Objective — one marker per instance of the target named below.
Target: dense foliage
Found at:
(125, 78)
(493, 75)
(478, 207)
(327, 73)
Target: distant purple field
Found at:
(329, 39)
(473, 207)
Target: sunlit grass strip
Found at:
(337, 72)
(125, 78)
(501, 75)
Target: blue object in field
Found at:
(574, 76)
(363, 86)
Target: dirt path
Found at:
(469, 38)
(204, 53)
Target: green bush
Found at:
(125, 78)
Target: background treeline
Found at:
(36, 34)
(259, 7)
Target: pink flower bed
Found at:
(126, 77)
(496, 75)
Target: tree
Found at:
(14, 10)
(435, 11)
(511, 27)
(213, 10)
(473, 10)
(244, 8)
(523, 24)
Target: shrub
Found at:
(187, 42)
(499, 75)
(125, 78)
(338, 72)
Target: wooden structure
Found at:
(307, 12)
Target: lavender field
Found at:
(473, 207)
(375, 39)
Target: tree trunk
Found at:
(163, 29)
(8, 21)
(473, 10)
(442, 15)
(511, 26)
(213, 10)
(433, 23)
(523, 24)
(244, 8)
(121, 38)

WHAT IS REQUIRED = What are the lines from the one with "Target: background treeline" through the end of the records above? Set them down exactly, both ends included, and nothing else.

YOUR RESPONSE =
Target: background treeline
Found at:
(36, 34)
(259, 7)
Target: pink flower bed
Found at:
(126, 77)
(496, 75)
Target: tree
Found at:
(14, 10)
(435, 11)
(511, 27)
(213, 10)
(473, 10)
(244, 8)
(523, 24)
Target: shrub
Found at:
(187, 42)
(499, 75)
(125, 78)
(338, 72)
Target: wooden structure
Found at:
(307, 12)
Target: lavender field
Found at:
(473, 207)
(375, 39)
Target: tree trunk
Found at:
(163, 29)
(8, 21)
(473, 10)
(442, 15)
(511, 26)
(213, 10)
(433, 23)
(523, 24)
(244, 8)
(121, 38)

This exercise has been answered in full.